Aim: Recast the records below as a single numbered list, skipping any blank lines and leaving out the pictures.

Provided information:
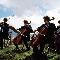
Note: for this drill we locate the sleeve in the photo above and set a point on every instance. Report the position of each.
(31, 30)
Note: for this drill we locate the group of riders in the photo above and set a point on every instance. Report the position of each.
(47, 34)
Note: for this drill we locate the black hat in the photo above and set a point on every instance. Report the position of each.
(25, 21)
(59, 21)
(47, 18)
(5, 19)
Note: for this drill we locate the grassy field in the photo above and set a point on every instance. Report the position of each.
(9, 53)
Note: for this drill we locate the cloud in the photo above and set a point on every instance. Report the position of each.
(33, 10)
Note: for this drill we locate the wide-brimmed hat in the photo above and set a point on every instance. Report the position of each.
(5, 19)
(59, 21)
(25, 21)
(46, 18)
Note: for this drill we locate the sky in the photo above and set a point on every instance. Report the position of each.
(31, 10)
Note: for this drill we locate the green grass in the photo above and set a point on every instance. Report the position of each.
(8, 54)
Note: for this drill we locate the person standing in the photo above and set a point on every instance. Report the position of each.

Full output:
1. Note: for this drill we locate the sleeve in the photo above and set a point on every instance. Report the position of each.
2. (31, 30)
3. Note: for this drill we locate the group of riders in the photo above and set a point on every instance. Report the position of each.
4. (47, 34)
5. Note: for this drill we locate the black hat in the photo above and set a point on every instance. Report the position of each.
6. (25, 21)
7. (59, 21)
8. (47, 18)
9. (5, 19)
10. Note: for this drill we locate the grassy field in the photo above and set a point on every instance. Report the position of each.
11. (9, 53)
12. Note: for this drill we locate the cloud in the photo above and set a point on every instance. Report the position of each.
13. (33, 10)
14. Note: for this drill we locate the wide-brimmed hat in the photo above and set a point on every instance. Report the position of each.
15. (5, 19)
16. (59, 21)
17. (25, 21)
18. (46, 18)
19. Note: for this drill we locate the sky in the photo above and set a point on every instance. Report the position of each.
20. (31, 10)
21. Note: for this drill we locate the green grass in the photo above and set a point on every instance. Report the position of each.
22. (8, 54)
23. Note: for this drill we locate the person standing in the photo above and set a point on every instance. Report the position of each.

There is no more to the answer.